> _Excerpt_:
▬▬▬

# What distro are you running?



## DreamSeller (Jun 14, 2010)

I am curious to know what distros you're all running.


----------



## newtekie1 (Jun 14, 2010)

Mines not listed: Kubuntu


----------



## Dos101 (Jun 14, 2010)

no CentOS (or Red Hat for that matter)?


----------



## monte84 (Jun 14, 2010)

Debian, but its not llisted


----------



## Solaris17 (Jun 14, 2010)

elive. (installed)


----------



## enaher (Jun 14, 2010)

Sabayon


----------



## DriedFrogPills (Jun 14, 2010)

ubuntu, on the ole pentium M 1.6ghz lappy


----------



## Melcar (Jun 14, 2010)

Kubuntu.


----------



## Disparia (Jun 14, 2010)

Ubuntu, Fedora, and CentOS.


----------



## W1zzard (Jun 14, 2010)

all tpu servers are running centos w/ rpmforge repository


----------



## Hybrid_theory (Jun 18, 2010)

Ubuntu on laptop as dual boot. I have an SSH fedora server on a VM as well


----------



## WhiteLotus (Jun 18, 2010)

Ubuntu on the laptop


----------



## regexorcist (Jun 18, 2010)

Slackware (main desktop), 
OpenBSD (spare desktop)
and Salix (Laptop)


----------



## unibrow1990 (Jun 19, 2010)

Fedora - Main rig and server.
Puppy  - On my flash drive always.
Android - My phone


----------



## Easy Rhino (Jun 19, 2010)

regexorcist said:


> Slackware (main desktop),
> OpenBSD (spare desktop)
> and Salix (Laptop)



how is your slack build working out so far? you have not done a log!

▬▬▬

> _Data extract_:
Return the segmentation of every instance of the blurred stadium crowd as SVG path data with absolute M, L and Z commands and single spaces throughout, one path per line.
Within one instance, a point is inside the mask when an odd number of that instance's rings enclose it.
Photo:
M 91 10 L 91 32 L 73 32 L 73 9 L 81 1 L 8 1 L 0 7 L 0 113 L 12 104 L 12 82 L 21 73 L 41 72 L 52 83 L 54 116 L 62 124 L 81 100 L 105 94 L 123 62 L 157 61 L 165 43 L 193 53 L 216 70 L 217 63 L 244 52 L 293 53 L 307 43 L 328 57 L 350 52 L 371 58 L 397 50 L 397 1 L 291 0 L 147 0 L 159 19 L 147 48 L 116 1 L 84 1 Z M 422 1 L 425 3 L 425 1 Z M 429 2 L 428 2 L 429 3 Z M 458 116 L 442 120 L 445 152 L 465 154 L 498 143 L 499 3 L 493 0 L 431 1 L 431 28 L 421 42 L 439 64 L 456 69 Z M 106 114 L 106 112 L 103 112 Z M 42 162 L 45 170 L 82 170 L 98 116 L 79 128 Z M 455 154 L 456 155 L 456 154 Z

▬▬▬

> _Tasks to complete_:
1: According to W1zzard in the distro thread, what do all the TPU servers run?
2: Echo the part of the distro thread starting at "## Easy Rhino" and ending at "done a log!".
The lines have nothing to do with the distro thread.

> _Full solutions_:
1: CentOS with the rpmforge repository.

2:
## Easy Rhino (Jun 19, 2010)

regexorcist said:


> Slackware (main desktop),
> OpenBSD (spare desktop)
> and Salix (Laptop)



how is your slack build working out so far? you have not done a log!